Which lines in the records below include the word "green"? Report each of them in full.

Start of Exercise material

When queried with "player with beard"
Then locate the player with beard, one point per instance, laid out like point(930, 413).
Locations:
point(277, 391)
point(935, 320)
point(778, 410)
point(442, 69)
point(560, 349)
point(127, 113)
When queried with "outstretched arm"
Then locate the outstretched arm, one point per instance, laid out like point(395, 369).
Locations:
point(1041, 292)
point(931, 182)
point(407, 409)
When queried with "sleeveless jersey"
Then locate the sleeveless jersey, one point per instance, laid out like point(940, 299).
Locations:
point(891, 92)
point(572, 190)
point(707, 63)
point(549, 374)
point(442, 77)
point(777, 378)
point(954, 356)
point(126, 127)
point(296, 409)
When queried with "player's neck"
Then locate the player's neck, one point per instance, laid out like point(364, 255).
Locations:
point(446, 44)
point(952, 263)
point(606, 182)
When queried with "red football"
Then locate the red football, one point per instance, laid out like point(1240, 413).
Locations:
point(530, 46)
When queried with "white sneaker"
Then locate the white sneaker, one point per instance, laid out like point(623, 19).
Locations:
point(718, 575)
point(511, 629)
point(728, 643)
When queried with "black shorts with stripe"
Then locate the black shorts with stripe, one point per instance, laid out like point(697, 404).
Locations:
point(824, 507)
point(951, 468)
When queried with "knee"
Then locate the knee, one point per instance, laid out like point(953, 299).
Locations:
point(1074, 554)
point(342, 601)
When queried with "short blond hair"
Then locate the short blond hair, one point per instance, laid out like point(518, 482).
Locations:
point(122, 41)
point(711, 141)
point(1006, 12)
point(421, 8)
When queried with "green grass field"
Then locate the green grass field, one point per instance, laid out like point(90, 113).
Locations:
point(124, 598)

End of Exercise material

Task result:
When queried with "green grass field"
Then locate the green grass field, one point per instance, laid out like point(90, 113).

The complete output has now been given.